Entries on locating named things:
══════

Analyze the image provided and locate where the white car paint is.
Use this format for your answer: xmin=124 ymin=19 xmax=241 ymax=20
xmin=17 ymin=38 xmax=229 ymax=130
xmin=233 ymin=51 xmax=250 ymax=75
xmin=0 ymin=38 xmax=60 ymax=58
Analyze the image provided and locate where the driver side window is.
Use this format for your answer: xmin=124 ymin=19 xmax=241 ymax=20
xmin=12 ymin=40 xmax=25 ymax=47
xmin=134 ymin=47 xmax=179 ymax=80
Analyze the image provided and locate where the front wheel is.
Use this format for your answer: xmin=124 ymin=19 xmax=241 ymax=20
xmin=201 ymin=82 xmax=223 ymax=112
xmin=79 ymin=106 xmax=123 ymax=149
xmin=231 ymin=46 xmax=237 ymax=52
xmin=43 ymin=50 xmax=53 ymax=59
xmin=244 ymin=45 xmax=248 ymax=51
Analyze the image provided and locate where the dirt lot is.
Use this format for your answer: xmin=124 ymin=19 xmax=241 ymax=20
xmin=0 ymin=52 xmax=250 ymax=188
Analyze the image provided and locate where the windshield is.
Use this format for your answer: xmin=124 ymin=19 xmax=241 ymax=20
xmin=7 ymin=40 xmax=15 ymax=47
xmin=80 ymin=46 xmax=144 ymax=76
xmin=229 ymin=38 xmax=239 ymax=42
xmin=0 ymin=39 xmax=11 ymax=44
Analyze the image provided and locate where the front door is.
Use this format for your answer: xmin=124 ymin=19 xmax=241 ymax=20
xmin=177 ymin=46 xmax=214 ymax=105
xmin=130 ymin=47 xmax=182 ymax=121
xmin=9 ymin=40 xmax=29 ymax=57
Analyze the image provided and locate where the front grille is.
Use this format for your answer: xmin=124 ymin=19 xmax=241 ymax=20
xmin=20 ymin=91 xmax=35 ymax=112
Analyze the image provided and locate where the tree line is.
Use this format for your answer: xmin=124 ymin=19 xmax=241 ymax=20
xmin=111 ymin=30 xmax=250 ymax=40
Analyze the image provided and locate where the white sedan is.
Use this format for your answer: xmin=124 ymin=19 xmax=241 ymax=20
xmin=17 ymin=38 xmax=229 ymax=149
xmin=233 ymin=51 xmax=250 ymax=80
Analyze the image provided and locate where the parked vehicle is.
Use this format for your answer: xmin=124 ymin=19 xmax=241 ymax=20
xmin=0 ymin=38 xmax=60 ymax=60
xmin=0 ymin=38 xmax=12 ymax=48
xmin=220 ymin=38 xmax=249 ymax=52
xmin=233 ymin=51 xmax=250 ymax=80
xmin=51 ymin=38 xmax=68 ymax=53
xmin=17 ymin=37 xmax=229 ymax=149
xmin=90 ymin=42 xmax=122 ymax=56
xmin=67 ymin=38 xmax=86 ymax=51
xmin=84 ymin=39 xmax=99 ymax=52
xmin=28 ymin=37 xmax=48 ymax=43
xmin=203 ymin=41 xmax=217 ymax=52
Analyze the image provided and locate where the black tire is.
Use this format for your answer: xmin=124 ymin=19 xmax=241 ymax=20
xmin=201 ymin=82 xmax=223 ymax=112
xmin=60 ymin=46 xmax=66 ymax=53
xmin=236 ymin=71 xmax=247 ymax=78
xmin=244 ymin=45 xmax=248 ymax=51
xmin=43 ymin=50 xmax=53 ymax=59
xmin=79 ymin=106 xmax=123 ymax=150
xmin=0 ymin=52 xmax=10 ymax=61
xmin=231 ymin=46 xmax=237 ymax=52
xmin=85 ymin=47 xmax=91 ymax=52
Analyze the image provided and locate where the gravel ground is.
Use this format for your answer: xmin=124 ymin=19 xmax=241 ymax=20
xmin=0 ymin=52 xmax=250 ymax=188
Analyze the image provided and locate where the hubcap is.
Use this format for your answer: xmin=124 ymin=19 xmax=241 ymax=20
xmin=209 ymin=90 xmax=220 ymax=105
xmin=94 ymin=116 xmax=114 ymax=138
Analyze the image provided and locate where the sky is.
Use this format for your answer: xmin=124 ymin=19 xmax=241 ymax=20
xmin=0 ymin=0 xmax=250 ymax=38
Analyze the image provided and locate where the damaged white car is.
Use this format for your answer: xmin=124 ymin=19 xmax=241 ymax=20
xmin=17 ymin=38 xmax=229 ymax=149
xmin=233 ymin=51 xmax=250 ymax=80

══════

*Job*
Rewrite all the entries above, replacing every occurrence of "locate" with "identify" and leaving everything else unchanged.

*Right answer*
Analyze the image provided and identify where the white car paint is.
Use this format for your answer: xmin=124 ymin=19 xmax=241 ymax=20
xmin=17 ymin=38 xmax=229 ymax=130
xmin=233 ymin=51 xmax=250 ymax=75
xmin=0 ymin=38 xmax=60 ymax=58
Analyze the image provided and identify where the driver side window is.
Use this format for your answer: xmin=124 ymin=19 xmax=241 ymax=20
xmin=12 ymin=40 xmax=25 ymax=47
xmin=134 ymin=47 xmax=179 ymax=80
Analyze the image provided and identify where the front wheel is.
Use this format for your answer: xmin=124 ymin=19 xmax=241 ymax=20
xmin=201 ymin=82 xmax=223 ymax=112
xmin=79 ymin=106 xmax=123 ymax=149
xmin=231 ymin=46 xmax=237 ymax=52
xmin=43 ymin=50 xmax=53 ymax=59
xmin=244 ymin=45 xmax=248 ymax=51
Analyze the image provided and identify where the dirt lot is.
Use this format for your answer: xmin=124 ymin=19 xmax=241 ymax=20
xmin=0 ymin=52 xmax=250 ymax=188
Analyze the image provided and identify where the windshield is.
Use this format for your answer: xmin=124 ymin=19 xmax=241 ymax=20
xmin=7 ymin=40 xmax=15 ymax=47
xmin=80 ymin=46 xmax=144 ymax=76
xmin=229 ymin=38 xmax=239 ymax=42
xmin=0 ymin=39 xmax=11 ymax=44
Analyze the image provided and identify where the front door is.
Use this format for your answer: xmin=124 ymin=19 xmax=241 ymax=20
xmin=177 ymin=46 xmax=214 ymax=105
xmin=130 ymin=47 xmax=182 ymax=121
xmin=9 ymin=40 xmax=29 ymax=57
Analyze the image provided and identify where the front grille is.
Use this format for your answer: xmin=124 ymin=19 xmax=241 ymax=20
xmin=20 ymin=91 xmax=35 ymax=112
Analyze the image provided and identify where the tree line is.
Use this format for your answer: xmin=124 ymin=19 xmax=241 ymax=20
xmin=111 ymin=30 xmax=250 ymax=40
Analyze the image provided and identify where the white sedan is.
Use this format for your answer: xmin=124 ymin=19 xmax=241 ymax=20
xmin=17 ymin=38 xmax=229 ymax=149
xmin=233 ymin=51 xmax=250 ymax=80
Analyze the image provided and identify where the parked vehicle is.
Use this format for your answer: xmin=124 ymin=19 xmax=241 ymax=20
xmin=0 ymin=38 xmax=60 ymax=60
xmin=0 ymin=38 xmax=12 ymax=48
xmin=220 ymin=38 xmax=249 ymax=52
xmin=233 ymin=51 xmax=250 ymax=80
xmin=51 ymin=38 xmax=68 ymax=53
xmin=17 ymin=37 xmax=229 ymax=149
xmin=90 ymin=42 xmax=122 ymax=56
xmin=67 ymin=38 xmax=86 ymax=51
xmin=84 ymin=39 xmax=99 ymax=52
xmin=28 ymin=37 xmax=48 ymax=43
xmin=203 ymin=41 xmax=217 ymax=52
Analyze the image provided and identify where the black tire is.
Use this format for your answer: xmin=124 ymin=19 xmax=241 ymax=20
xmin=201 ymin=82 xmax=223 ymax=112
xmin=60 ymin=46 xmax=66 ymax=53
xmin=236 ymin=71 xmax=247 ymax=78
xmin=244 ymin=45 xmax=248 ymax=51
xmin=43 ymin=50 xmax=53 ymax=59
xmin=79 ymin=106 xmax=123 ymax=150
xmin=0 ymin=52 xmax=10 ymax=61
xmin=231 ymin=46 xmax=237 ymax=52
xmin=85 ymin=47 xmax=91 ymax=52
Analyze the image provided and identify where the gravel ground is.
Use this format for your answer: xmin=124 ymin=19 xmax=241 ymax=20
xmin=0 ymin=52 xmax=250 ymax=188
Analyze the image provided and identify where the hubcap is.
Use this format for your answer: xmin=124 ymin=19 xmax=241 ymax=20
xmin=209 ymin=90 xmax=220 ymax=105
xmin=94 ymin=116 xmax=114 ymax=138
Analyze the image provided and identify where the sky is.
Use this format for your answer: xmin=124 ymin=19 xmax=241 ymax=20
xmin=0 ymin=0 xmax=250 ymax=38
Analyze the image provided and identify where the damaged white car is.
Use this format for your answer: xmin=124 ymin=19 xmax=241 ymax=20
xmin=17 ymin=38 xmax=229 ymax=149
xmin=233 ymin=51 xmax=250 ymax=80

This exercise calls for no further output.